> [Document passage]:
..........

McLendon will assume leadership duties at the McNay on February 13, 2023. Last summer, current director Richard Aste announced his plan to move to California in early 2023. Aste will remain in his role through February 10, 2023, ensuring a seamless transition in leadership for the Museum.

A Search Committee appointed by the McNay Board of Trustees–and led by Committee Co-Chairs Amy Stieren and Darryl Byrd–identified McLendon as the ideal candidate to serve as the next McNay Director.
“Matthew stood out from numerous, highly-qualified candidates as someone with a unique combination of business acumen, arts expertise, infectious positive energy and a true love for the integral role art museums play in the communities they serve,” said Darryl Byrd, McNay Board Member and Co-Chair of the Search Committee.
“We are thrilled to welcome Matthew and his innovative ‘leader as facilitator’ approach to the McNay and its talented staff as we collectively build upon the Museum’s legacy of excellence together,” said Amy Stieren, McNay Vice President and Co-Chair of the Search Committee.

..........

> [What you have to do]: Continue the passage about the McNay director transition from the point where it stops.

> [Dataset excerpts]:
..........

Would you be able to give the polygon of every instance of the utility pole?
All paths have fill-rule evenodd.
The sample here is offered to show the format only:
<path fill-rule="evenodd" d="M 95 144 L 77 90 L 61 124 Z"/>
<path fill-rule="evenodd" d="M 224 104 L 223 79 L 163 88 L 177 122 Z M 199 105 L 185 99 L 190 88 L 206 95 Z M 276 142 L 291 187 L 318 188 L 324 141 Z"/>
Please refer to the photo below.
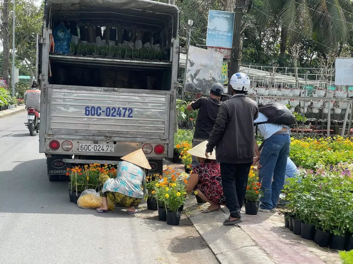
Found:
<path fill-rule="evenodd" d="M 231 56 L 231 67 L 229 76 L 231 77 L 238 71 L 238 63 L 239 59 L 239 46 L 240 44 L 240 31 L 241 30 L 241 17 L 243 16 L 243 0 L 235 0 L 235 15 L 234 26 L 233 28 L 233 41 L 232 46 L 232 56 Z M 231 95 L 231 89 L 228 89 L 228 94 Z"/>

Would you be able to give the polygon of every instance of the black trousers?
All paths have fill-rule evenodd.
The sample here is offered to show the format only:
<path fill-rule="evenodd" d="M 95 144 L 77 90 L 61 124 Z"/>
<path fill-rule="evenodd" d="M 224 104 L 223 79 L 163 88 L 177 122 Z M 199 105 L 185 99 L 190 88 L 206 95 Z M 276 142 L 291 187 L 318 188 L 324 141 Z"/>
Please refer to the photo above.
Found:
<path fill-rule="evenodd" d="M 221 163 L 223 194 L 232 217 L 240 218 L 240 209 L 246 192 L 248 177 L 252 164 Z"/>

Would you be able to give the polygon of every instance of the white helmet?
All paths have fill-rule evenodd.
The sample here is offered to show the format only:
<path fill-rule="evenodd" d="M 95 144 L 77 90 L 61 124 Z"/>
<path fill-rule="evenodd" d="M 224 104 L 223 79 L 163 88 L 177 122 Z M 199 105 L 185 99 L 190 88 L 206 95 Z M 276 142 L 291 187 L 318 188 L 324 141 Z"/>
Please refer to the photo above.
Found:
<path fill-rule="evenodd" d="M 245 73 L 237 73 L 232 76 L 229 84 L 234 90 L 247 92 L 250 87 L 250 80 Z"/>

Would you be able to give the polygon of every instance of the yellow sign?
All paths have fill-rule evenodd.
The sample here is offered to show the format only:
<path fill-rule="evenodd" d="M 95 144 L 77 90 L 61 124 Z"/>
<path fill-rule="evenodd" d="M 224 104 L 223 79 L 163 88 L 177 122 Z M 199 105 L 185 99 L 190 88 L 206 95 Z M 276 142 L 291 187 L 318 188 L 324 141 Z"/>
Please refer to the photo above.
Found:
<path fill-rule="evenodd" d="M 228 63 L 224 62 L 222 65 L 222 75 L 221 83 L 224 84 L 228 83 Z"/>

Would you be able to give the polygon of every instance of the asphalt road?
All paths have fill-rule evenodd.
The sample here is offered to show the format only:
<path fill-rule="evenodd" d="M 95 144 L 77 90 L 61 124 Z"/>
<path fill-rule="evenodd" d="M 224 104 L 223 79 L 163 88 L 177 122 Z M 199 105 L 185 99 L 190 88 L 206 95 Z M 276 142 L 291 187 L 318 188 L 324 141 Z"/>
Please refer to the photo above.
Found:
<path fill-rule="evenodd" d="M 172 226 L 150 211 L 99 214 L 70 203 L 67 183 L 48 179 L 26 114 L 0 118 L 0 263 L 218 263 L 185 218 Z"/>

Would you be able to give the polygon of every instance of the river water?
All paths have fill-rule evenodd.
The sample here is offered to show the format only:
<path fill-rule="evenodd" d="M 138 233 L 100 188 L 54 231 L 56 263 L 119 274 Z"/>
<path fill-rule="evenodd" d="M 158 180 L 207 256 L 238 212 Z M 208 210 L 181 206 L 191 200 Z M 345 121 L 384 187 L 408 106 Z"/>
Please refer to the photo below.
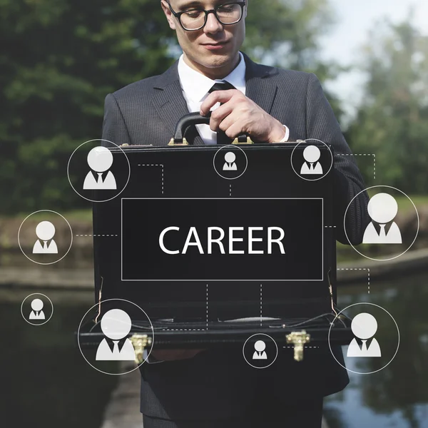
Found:
<path fill-rule="evenodd" d="M 35 327 L 20 312 L 22 300 L 31 292 L 8 292 L 7 299 L 0 296 L 0 414 L 9 422 L 4 426 L 100 427 L 118 379 L 91 367 L 76 347 L 74 332 L 92 305 L 92 293 L 76 292 L 75 298 L 63 292 L 49 295 L 54 316 Z M 341 307 L 369 302 L 393 314 L 400 345 L 384 369 L 371 374 L 350 372 L 350 385 L 326 399 L 330 428 L 428 427 L 428 275 L 372 280 L 370 295 L 367 281 L 342 286 L 338 295 Z"/>

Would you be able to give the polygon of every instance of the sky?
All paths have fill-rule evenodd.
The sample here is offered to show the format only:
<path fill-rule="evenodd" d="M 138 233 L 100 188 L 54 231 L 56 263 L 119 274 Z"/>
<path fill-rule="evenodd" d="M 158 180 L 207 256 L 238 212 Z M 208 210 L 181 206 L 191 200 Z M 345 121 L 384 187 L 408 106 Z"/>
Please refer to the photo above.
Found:
<path fill-rule="evenodd" d="M 406 19 L 412 6 L 414 23 L 428 36 L 428 0 L 330 0 L 336 14 L 336 24 L 321 40 L 321 57 L 350 65 L 358 58 L 358 49 L 368 40 L 369 31 L 384 17 L 398 23 Z M 358 71 L 343 73 L 335 81 L 325 83 L 343 101 L 352 116 L 361 97 L 364 75 Z"/>

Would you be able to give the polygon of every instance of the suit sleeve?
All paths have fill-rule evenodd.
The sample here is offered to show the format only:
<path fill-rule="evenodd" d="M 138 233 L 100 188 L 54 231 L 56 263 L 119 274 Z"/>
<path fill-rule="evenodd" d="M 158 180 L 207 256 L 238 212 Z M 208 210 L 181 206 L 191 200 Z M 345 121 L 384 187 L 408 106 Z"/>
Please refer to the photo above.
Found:
<path fill-rule="evenodd" d="M 104 101 L 104 121 L 103 122 L 102 145 L 116 147 L 123 144 L 131 144 L 129 133 L 122 112 L 114 95 L 109 93 Z"/>
<path fill-rule="evenodd" d="M 306 100 L 307 138 L 321 140 L 331 145 L 334 150 L 334 225 L 336 226 L 337 240 L 343 244 L 350 242 L 358 245 L 362 240 L 364 230 L 370 221 L 367 211 L 369 197 L 365 190 L 362 176 L 333 110 L 324 95 L 321 83 L 312 73 L 308 77 Z M 358 196 L 350 205 L 346 215 L 347 239 L 344 230 L 345 213 L 357 195 Z"/>

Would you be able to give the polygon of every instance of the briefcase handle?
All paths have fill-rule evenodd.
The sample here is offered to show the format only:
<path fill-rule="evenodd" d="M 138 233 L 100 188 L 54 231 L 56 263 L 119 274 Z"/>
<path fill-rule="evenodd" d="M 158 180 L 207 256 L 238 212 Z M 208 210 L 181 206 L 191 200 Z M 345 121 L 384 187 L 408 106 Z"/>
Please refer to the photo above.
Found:
<path fill-rule="evenodd" d="M 206 116 L 203 116 L 198 112 L 189 113 L 183 116 L 175 125 L 175 131 L 174 132 L 174 138 L 171 138 L 168 143 L 168 146 L 188 146 L 189 143 L 185 138 L 185 131 L 189 126 L 192 125 L 198 125 L 204 123 L 210 124 L 210 118 L 211 112 L 210 111 Z M 245 134 L 239 136 L 233 141 L 232 144 L 253 144 L 249 136 Z"/>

..........

> [Answer to this task]:
ABOUT MATTHEW McLENDON, PhD

Before going to The Fralin, McLendon was recruited in 2010 by The John and Mable Ringling Museum of Art, the State Art Museum of Florida, as curator of modern and contemporary art and charged with reviving its dormant Modern and Contemporary program. In a museum then best known for its European paintings, McLendon undertook a series of high-profile exhibitions featuring rarely-seen works from The Ringling permanent collection. In 2011, Joseph’s Coat, a Skyspace by artist James Turrell, was opened under McLendon’s leadership and his original exhibitions began building larger regional and national audiences.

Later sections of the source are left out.